» **Source data**
——————————

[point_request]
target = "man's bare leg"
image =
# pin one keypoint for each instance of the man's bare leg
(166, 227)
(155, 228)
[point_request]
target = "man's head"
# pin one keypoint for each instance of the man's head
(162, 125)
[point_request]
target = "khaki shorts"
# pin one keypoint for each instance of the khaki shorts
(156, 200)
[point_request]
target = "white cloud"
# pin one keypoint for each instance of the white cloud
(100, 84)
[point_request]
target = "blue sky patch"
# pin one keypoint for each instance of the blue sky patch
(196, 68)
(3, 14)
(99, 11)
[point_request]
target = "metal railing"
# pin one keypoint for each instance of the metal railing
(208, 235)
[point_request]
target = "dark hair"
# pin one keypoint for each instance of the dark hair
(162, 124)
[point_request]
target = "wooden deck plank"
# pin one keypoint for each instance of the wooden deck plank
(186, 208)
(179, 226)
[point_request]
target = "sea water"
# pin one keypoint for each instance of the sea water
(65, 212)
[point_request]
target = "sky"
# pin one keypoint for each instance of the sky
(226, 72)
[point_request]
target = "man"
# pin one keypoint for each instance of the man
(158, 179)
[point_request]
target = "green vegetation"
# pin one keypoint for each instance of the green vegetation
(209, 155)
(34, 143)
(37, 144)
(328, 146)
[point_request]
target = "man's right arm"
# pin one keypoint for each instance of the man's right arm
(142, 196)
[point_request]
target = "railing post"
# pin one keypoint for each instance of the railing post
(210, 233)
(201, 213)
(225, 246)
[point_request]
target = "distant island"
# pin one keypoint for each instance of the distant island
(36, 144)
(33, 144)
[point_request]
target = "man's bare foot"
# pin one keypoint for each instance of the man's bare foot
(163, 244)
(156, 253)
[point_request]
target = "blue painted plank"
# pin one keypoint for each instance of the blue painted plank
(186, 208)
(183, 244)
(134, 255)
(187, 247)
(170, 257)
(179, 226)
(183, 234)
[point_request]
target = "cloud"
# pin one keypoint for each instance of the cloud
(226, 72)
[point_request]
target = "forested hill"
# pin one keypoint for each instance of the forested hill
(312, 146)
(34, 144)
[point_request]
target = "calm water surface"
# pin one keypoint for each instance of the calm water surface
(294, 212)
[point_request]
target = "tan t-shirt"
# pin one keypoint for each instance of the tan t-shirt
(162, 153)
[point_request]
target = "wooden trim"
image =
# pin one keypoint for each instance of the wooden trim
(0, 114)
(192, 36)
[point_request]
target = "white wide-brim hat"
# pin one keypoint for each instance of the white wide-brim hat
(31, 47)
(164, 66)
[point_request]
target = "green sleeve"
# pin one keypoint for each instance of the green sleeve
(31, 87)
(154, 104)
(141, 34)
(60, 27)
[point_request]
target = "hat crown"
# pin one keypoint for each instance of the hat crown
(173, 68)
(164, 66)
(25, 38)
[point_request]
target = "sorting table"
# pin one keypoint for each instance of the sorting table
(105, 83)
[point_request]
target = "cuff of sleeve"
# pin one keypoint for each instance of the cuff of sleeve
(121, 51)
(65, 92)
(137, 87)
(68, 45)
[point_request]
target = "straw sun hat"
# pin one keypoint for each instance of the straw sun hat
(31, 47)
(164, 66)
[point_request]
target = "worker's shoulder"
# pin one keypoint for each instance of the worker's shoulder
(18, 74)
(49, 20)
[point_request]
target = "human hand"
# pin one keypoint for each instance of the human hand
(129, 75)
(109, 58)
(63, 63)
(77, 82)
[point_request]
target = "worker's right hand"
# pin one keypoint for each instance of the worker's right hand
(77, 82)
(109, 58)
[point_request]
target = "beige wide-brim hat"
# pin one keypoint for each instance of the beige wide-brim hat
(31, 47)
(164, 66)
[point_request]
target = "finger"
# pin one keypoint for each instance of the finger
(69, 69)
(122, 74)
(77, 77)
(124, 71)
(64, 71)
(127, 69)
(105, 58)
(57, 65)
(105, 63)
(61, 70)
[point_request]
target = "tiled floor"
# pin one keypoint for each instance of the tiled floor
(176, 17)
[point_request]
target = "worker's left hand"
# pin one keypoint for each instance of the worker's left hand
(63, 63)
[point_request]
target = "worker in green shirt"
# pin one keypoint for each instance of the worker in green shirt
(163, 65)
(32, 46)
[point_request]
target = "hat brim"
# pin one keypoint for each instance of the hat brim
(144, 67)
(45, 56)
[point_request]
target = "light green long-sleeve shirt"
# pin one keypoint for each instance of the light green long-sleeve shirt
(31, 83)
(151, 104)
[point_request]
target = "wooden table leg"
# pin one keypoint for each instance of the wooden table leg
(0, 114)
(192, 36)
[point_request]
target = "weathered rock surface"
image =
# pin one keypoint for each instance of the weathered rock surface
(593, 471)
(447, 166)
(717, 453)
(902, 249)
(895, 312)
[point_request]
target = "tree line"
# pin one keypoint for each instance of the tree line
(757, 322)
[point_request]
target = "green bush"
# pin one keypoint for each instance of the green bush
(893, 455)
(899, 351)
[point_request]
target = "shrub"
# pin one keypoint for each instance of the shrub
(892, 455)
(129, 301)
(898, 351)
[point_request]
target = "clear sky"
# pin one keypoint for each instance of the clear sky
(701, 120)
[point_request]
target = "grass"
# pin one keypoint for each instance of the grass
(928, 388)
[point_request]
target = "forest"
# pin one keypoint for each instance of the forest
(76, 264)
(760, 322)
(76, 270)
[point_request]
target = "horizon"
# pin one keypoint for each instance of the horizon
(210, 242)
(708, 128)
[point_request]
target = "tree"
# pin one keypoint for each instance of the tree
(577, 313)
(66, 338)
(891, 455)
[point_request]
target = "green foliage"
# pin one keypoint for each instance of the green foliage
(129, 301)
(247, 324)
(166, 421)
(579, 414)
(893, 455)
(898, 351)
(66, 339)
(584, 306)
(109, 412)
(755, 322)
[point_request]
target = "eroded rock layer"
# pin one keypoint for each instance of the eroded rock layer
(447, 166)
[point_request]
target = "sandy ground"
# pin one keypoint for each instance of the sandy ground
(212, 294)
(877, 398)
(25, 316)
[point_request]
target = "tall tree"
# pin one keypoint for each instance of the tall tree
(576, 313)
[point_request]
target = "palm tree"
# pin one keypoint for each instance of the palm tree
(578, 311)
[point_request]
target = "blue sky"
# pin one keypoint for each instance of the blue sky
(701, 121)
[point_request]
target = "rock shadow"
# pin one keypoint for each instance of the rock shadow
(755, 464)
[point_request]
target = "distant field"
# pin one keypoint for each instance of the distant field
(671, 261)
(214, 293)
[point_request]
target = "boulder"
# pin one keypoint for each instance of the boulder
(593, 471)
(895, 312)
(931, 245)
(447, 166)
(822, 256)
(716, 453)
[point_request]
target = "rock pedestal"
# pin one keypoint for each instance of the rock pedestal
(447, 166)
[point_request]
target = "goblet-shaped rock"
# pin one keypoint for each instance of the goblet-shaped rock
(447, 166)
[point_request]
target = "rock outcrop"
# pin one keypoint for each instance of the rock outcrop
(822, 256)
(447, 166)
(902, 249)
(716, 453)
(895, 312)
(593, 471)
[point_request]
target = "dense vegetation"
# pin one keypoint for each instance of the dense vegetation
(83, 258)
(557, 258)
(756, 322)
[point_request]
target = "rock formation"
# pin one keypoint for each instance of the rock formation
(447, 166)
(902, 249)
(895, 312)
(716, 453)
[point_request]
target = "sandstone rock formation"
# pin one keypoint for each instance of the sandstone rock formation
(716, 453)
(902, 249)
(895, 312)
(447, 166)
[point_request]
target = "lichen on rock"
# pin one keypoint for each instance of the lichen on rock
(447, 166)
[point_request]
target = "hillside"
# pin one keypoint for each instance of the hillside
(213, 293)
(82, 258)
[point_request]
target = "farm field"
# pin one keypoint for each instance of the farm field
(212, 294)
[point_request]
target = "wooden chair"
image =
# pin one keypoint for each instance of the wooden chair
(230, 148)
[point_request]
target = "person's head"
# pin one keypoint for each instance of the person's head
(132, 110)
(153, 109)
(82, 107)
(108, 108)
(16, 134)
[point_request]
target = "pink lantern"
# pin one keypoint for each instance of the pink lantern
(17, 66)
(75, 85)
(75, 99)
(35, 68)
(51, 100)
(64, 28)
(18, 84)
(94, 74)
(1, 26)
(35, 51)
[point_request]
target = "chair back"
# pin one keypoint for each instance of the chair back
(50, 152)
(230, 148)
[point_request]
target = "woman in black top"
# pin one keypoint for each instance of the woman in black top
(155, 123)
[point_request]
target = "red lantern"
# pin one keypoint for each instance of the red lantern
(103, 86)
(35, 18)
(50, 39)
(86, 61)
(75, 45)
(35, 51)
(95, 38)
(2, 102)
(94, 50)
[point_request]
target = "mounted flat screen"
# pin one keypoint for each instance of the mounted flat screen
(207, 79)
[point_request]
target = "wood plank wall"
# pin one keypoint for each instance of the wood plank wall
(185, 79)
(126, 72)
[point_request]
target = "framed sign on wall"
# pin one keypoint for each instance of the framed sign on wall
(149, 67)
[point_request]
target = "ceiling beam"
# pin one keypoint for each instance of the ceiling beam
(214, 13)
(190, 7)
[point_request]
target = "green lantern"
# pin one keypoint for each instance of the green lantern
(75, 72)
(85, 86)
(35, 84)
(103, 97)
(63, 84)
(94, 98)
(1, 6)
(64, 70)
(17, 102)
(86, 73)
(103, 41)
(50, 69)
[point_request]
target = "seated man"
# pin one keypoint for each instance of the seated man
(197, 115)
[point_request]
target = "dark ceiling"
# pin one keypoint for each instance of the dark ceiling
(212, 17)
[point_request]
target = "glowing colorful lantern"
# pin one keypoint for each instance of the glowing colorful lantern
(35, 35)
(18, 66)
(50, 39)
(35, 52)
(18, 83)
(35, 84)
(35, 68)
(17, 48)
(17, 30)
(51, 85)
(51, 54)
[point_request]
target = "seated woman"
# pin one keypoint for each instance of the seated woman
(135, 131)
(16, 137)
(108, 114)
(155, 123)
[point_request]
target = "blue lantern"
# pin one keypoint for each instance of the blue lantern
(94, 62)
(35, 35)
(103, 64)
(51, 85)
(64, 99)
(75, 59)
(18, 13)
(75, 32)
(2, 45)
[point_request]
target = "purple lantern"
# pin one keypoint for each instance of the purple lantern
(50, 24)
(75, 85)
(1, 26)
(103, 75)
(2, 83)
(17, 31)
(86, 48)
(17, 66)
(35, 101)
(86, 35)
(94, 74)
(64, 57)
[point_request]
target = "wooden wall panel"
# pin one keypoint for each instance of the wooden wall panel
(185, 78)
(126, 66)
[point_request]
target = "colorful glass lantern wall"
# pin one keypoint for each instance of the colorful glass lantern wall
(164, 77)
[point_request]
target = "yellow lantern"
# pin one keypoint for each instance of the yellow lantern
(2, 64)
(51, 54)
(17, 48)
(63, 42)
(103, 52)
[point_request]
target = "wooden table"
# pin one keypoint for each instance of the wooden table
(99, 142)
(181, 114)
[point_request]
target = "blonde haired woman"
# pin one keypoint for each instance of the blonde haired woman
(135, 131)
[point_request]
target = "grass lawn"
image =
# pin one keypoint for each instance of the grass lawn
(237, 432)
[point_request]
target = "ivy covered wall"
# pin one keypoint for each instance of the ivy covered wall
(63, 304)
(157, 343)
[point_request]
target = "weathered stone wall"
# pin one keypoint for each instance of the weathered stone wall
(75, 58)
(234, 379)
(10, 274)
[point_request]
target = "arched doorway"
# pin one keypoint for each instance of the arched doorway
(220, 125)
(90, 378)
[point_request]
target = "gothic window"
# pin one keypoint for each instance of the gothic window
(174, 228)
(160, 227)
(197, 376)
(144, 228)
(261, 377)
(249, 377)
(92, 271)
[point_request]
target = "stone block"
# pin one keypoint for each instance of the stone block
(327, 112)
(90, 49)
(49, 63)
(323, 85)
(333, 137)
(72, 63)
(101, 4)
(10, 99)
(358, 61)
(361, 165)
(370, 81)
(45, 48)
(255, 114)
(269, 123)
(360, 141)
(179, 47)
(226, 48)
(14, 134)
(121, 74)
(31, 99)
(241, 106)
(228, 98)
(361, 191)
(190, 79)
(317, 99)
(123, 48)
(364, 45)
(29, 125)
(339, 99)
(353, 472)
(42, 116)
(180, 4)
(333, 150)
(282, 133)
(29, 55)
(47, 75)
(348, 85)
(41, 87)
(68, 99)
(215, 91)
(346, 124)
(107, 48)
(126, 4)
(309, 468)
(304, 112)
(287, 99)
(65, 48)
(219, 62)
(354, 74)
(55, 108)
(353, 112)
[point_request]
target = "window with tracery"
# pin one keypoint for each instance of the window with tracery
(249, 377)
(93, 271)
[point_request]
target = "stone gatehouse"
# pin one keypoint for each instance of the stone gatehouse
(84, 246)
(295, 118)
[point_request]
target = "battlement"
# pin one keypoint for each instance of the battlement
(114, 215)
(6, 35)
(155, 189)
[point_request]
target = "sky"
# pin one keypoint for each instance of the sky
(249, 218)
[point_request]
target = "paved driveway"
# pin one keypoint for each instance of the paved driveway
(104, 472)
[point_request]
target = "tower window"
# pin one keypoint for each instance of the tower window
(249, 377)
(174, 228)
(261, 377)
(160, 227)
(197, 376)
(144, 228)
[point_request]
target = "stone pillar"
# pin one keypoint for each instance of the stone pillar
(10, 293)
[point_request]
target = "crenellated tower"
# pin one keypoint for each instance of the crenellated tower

——————————

» **WHAT IS BEING ASKED**
Please gather every line of the records above that contains the word "hillside", and list those lines.

» **EXERCISE OUTPUT**
target = "hillside"
# pin one keypoint for each instance of the hillside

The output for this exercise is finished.